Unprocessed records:
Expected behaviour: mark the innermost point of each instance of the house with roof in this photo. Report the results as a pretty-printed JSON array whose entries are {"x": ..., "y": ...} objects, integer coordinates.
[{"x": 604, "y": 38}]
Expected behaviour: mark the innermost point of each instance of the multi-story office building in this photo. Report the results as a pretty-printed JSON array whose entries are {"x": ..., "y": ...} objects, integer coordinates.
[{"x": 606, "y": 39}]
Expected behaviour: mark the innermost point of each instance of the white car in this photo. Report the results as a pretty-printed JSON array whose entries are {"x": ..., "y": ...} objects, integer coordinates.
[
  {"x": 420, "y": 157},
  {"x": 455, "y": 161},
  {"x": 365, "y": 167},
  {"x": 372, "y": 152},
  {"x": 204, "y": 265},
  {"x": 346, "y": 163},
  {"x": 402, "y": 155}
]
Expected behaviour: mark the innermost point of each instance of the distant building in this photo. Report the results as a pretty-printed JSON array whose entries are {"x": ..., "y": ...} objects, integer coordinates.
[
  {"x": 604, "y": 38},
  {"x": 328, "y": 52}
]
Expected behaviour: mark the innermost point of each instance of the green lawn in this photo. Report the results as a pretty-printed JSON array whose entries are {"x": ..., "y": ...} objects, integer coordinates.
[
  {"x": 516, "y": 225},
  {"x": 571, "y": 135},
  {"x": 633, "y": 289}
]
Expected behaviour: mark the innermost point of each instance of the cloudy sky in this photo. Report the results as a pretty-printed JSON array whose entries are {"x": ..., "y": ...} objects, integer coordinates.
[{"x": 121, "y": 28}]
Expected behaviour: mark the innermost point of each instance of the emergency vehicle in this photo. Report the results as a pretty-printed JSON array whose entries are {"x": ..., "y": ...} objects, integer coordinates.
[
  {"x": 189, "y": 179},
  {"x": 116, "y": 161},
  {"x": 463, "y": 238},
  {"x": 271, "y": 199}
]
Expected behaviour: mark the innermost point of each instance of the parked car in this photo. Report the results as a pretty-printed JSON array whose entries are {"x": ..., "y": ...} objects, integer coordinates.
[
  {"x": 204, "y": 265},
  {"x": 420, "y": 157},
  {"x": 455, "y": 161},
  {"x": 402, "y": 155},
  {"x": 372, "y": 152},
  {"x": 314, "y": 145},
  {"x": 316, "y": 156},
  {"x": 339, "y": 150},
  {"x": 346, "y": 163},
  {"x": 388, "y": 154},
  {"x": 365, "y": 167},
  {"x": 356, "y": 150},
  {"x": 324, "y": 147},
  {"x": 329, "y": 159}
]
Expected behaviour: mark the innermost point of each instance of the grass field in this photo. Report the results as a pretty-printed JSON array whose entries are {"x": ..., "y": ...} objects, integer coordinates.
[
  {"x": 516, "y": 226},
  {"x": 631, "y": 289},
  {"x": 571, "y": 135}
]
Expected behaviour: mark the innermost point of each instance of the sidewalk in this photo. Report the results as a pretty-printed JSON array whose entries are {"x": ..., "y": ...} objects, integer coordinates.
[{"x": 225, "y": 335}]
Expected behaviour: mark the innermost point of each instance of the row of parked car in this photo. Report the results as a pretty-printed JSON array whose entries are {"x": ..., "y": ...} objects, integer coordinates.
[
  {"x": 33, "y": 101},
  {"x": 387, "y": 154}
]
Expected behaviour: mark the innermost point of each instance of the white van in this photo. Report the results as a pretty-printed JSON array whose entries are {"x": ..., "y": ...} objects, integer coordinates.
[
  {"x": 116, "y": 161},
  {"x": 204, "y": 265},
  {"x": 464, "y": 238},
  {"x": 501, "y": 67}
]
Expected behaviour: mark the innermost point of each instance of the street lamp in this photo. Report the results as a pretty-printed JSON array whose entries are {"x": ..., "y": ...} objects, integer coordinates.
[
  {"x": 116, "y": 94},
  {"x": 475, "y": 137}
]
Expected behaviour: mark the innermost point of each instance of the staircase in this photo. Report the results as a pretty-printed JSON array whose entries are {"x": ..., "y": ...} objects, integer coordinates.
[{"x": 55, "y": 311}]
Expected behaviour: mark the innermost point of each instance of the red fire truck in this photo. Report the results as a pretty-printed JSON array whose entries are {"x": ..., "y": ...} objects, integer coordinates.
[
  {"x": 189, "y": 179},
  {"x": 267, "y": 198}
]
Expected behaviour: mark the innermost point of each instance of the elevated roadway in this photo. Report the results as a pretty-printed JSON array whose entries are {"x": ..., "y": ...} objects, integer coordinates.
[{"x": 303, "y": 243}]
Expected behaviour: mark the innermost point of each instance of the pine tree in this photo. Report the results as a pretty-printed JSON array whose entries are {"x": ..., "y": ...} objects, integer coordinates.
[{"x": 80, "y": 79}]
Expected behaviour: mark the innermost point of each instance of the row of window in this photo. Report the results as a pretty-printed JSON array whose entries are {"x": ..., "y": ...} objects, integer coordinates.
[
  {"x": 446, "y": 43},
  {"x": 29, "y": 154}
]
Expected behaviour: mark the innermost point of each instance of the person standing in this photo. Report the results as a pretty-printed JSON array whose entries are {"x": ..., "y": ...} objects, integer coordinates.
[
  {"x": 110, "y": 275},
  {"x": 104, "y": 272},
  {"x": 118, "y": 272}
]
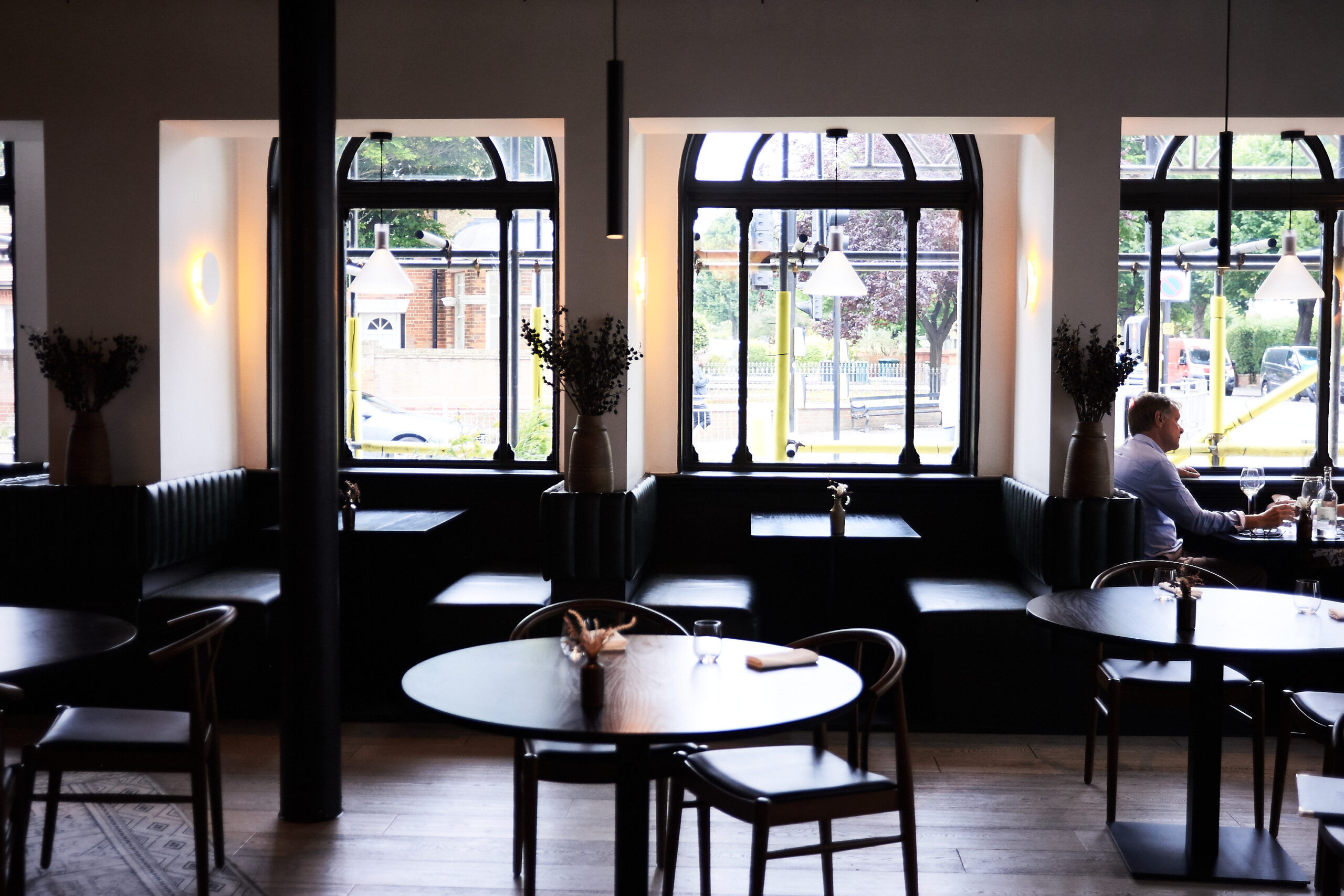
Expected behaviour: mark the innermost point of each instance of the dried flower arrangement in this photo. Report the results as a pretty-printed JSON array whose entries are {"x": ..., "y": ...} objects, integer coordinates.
[
  {"x": 591, "y": 640},
  {"x": 588, "y": 364},
  {"x": 1093, "y": 374}
]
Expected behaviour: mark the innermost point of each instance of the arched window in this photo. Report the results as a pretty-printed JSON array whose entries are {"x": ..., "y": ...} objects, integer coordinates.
[
  {"x": 1269, "y": 414},
  {"x": 773, "y": 375},
  {"x": 445, "y": 363}
]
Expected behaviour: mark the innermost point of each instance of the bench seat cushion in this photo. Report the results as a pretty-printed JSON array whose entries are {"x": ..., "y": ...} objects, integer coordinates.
[
  {"x": 967, "y": 596},
  {"x": 686, "y": 598}
]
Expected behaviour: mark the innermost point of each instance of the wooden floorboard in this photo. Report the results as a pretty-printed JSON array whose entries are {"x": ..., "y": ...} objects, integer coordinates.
[{"x": 429, "y": 813}]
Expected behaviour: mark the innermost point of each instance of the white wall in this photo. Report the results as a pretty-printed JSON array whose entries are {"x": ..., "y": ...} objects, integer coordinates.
[{"x": 198, "y": 343}]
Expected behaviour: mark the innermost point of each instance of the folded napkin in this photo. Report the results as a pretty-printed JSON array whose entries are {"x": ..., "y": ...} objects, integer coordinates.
[
  {"x": 1175, "y": 589},
  {"x": 796, "y": 657}
]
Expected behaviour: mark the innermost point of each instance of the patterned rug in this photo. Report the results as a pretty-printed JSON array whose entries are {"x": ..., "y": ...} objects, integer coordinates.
[{"x": 123, "y": 849}]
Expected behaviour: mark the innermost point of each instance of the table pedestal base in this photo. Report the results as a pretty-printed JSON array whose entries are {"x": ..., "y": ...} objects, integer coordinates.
[{"x": 1245, "y": 855}]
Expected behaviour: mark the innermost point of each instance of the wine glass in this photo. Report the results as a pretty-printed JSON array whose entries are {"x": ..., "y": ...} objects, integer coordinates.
[
  {"x": 1253, "y": 480},
  {"x": 1307, "y": 597}
]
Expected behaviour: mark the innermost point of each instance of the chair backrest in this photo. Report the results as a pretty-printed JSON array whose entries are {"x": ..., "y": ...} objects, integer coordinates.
[
  {"x": 886, "y": 680},
  {"x": 203, "y": 644},
  {"x": 1135, "y": 567},
  {"x": 10, "y": 695},
  {"x": 609, "y": 612}
]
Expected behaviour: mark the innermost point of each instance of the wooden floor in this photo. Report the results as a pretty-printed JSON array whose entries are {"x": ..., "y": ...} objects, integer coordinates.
[{"x": 429, "y": 813}]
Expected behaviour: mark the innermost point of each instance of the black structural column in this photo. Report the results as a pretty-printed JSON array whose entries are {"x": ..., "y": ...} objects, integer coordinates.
[{"x": 310, "y": 730}]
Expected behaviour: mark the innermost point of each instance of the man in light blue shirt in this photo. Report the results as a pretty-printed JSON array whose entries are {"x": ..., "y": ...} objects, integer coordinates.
[{"x": 1143, "y": 469}]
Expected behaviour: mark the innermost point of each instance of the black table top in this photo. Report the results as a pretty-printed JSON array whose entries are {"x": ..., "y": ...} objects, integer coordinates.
[
  {"x": 817, "y": 525},
  {"x": 1226, "y": 621},
  {"x": 37, "y": 637},
  {"x": 397, "y": 520},
  {"x": 656, "y": 690}
]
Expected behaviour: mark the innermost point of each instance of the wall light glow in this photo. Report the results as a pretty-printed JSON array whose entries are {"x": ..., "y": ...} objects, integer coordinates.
[
  {"x": 205, "y": 280},
  {"x": 1033, "y": 285}
]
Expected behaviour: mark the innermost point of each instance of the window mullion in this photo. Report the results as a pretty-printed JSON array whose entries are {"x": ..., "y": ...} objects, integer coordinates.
[
  {"x": 742, "y": 456},
  {"x": 909, "y": 456},
  {"x": 505, "y": 452}
]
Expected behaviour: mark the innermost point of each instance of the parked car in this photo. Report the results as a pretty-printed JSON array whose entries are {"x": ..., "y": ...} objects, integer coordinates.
[
  {"x": 385, "y": 422},
  {"x": 1189, "y": 359},
  {"x": 1283, "y": 363}
]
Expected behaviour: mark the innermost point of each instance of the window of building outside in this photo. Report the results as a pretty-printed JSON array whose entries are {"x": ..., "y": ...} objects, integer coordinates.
[
  {"x": 773, "y": 376},
  {"x": 7, "y": 332},
  {"x": 441, "y": 375},
  {"x": 1270, "y": 414}
]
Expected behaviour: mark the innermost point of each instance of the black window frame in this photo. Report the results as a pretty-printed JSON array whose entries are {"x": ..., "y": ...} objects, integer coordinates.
[
  {"x": 499, "y": 194},
  {"x": 7, "y": 196},
  {"x": 1158, "y": 195},
  {"x": 910, "y": 195}
]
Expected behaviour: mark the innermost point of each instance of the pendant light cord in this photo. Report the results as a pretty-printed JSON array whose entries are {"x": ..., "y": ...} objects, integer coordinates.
[{"x": 1227, "y": 68}]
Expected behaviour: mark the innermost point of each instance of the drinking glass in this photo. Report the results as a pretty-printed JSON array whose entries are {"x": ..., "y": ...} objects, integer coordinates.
[
  {"x": 1308, "y": 596},
  {"x": 1253, "y": 480},
  {"x": 709, "y": 640}
]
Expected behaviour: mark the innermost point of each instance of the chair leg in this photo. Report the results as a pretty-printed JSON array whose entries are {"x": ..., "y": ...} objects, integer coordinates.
[
  {"x": 660, "y": 820},
  {"x": 217, "y": 803},
  {"x": 200, "y": 815},
  {"x": 1090, "y": 745},
  {"x": 518, "y": 806},
  {"x": 530, "y": 828},
  {"x": 1281, "y": 750},
  {"x": 49, "y": 825},
  {"x": 828, "y": 872},
  {"x": 1112, "y": 747},
  {"x": 1258, "y": 751},
  {"x": 760, "y": 842},
  {"x": 702, "y": 824},
  {"x": 676, "y": 797}
]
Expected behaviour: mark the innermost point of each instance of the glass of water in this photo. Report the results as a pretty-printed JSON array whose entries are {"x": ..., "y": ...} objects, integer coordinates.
[
  {"x": 709, "y": 640},
  {"x": 1307, "y": 597}
]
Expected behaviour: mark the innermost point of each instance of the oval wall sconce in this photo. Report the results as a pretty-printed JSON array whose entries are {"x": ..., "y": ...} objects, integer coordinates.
[{"x": 205, "y": 280}]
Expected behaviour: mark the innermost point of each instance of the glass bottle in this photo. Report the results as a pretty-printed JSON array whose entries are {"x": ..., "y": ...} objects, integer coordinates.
[{"x": 1327, "y": 510}]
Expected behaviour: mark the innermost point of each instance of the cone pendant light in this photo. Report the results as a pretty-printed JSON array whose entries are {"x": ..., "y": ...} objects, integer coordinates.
[
  {"x": 835, "y": 276},
  {"x": 381, "y": 275},
  {"x": 1289, "y": 280}
]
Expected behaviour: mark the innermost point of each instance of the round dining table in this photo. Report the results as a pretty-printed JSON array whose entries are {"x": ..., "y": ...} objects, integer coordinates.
[
  {"x": 656, "y": 692},
  {"x": 1227, "y": 624},
  {"x": 37, "y": 637}
]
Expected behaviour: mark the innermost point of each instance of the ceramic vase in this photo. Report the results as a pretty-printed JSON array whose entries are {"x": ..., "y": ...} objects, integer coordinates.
[
  {"x": 592, "y": 684},
  {"x": 88, "y": 458},
  {"x": 836, "y": 518},
  {"x": 589, "y": 464},
  {"x": 1088, "y": 462}
]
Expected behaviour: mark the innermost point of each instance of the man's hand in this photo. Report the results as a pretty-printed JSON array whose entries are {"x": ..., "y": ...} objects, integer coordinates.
[{"x": 1273, "y": 516}]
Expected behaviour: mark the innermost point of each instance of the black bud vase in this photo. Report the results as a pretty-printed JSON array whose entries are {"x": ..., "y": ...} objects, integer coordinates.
[{"x": 592, "y": 684}]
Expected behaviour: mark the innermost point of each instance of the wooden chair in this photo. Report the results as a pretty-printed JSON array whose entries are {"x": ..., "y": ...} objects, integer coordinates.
[
  {"x": 575, "y": 763},
  {"x": 150, "y": 741},
  {"x": 1330, "y": 840},
  {"x": 768, "y": 786},
  {"x": 8, "y": 792},
  {"x": 1164, "y": 683}
]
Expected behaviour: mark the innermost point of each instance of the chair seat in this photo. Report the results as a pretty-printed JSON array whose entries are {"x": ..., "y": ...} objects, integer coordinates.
[
  {"x": 783, "y": 774},
  {"x": 1175, "y": 673},
  {"x": 119, "y": 730},
  {"x": 258, "y": 587},
  {"x": 1321, "y": 707}
]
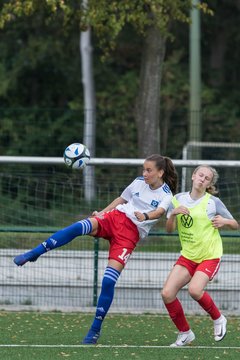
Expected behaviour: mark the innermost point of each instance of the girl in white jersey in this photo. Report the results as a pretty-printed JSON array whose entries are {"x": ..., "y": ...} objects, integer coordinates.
[
  {"x": 198, "y": 215},
  {"x": 123, "y": 222}
]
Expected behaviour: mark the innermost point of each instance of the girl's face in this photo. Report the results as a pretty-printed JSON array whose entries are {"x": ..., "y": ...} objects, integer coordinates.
[
  {"x": 202, "y": 178},
  {"x": 152, "y": 175}
]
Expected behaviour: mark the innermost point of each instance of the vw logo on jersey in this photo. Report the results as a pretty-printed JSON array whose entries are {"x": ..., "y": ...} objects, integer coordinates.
[
  {"x": 155, "y": 203},
  {"x": 187, "y": 221}
]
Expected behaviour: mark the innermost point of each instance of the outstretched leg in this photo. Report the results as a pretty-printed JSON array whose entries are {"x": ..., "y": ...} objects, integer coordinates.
[
  {"x": 178, "y": 277},
  {"x": 110, "y": 278},
  {"x": 60, "y": 238}
]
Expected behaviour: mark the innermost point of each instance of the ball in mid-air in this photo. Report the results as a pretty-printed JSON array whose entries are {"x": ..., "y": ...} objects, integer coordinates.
[{"x": 76, "y": 156}]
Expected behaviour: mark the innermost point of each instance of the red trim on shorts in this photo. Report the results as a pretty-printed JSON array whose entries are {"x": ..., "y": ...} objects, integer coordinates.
[
  {"x": 209, "y": 267},
  {"x": 121, "y": 232}
]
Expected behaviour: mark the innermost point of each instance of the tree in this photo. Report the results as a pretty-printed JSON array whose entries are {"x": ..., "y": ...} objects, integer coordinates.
[{"x": 151, "y": 19}]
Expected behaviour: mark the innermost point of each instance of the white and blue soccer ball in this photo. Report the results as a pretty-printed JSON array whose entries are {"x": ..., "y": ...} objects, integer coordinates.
[{"x": 76, "y": 156}]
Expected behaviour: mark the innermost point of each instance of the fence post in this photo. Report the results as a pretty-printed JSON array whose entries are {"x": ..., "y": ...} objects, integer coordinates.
[{"x": 95, "y": 275}]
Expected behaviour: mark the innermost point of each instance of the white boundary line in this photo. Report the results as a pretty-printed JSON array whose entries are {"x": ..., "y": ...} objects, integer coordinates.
[{"x": 117, "y": 346}]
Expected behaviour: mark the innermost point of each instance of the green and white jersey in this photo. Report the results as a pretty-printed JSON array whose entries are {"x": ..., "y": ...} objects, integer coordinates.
[{"x": 199, "y": 239}]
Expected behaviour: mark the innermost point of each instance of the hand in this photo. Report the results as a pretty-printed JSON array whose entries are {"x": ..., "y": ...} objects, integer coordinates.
[{"x": 97, "y": 213}]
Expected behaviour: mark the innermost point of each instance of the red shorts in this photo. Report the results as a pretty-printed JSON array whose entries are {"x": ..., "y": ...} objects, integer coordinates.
[
  {"x": 121, "y": 232},
  {"x": 209, "y": 267}
]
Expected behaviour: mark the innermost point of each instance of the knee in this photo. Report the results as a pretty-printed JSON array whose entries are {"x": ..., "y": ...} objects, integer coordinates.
[
  {"x": 167, "y": 295},
  {"x": 194, "y": 291}
]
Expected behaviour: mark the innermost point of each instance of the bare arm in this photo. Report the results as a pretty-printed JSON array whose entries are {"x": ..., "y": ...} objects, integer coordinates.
[
  {"x": 152, "y": 215},
  {"x": 171, "y": 222},
  {"x": 119, "y": 200},
  {"x": 218, "y": 222}
]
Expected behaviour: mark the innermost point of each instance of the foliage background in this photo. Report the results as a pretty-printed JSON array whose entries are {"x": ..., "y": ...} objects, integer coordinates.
[{"x": 41, "y": 99}]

TASK STATEMENT
Return the lines of the records from the line containing "of the foliage" to the end of the records, reproducing them without any change.

RESULT OF THE EXERCISE
Expected behaviour: mark the innermost point of each instance of the foliage background in this photo. Report the results as a pretty-printed JSON array whose entries are {"x": ..., "y": ...} objects, integer coordinates.
[{"x": 41, "y": 99}]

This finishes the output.